■ Exercise prompt ■
Turn the material below into a JSON list of strings, with one string per line and no blank lines. Leave the picture out.

■ Entries supplied ■
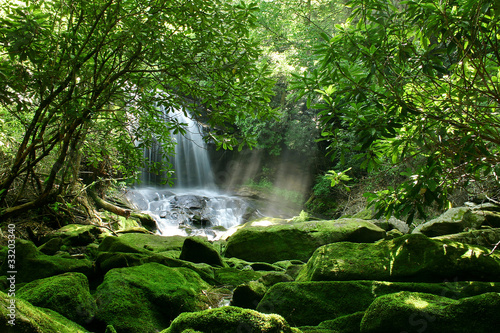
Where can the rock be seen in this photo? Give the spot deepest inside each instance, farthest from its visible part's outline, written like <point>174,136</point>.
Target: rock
<point>108,260</point>
<point>198,250</point>
<point>394,233</point>
<point>32,319</point>
<point>412,257</point>
<point>146,298</point>
<point>482,237</point>
<point>418,312</point>
<point>392,223</point>
<point>31,264</point>
<point>453,221</point>
<point>233,277</point>
<point>248,295</point>
<point>141,243</point>
<point>229,319</point>
<point>297,241</point>
<point>67,294</point>
<point>345,324</point>
<point>310,303</point>
<point>75,234</point>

■ Solved exercise ■
[
  "Where can the rock be seen in this photo? Give the spot deepest inside each instance, farthest from its visible part's outline, written like <point>174,136</point>.",
  "Target: rock",
  "<point>108,260</point>",
  "<point>198,250</point>",
  "<point>394,233</point>",
  "<point>32,319</point>",
  "<point>412,257</point>",
  "<point>146,298</point>",
  "<point>482,237</point>",
  "<point>418,312</point>",
  "<point>392,223</point>",
  "<point>31,264</point>",
  "<point>453,221</point>",
  "<point>233,277</point>",
  "<point>248,295</point>",
  "<point>141,243</point>",
  "<point>229,319</point>",
  "<point>297,241</point>",
  "<point>67,294</point>",
  "<point>345,324</point>",
  "<point>310,303</point>",
  "<point>75,234</point>"
]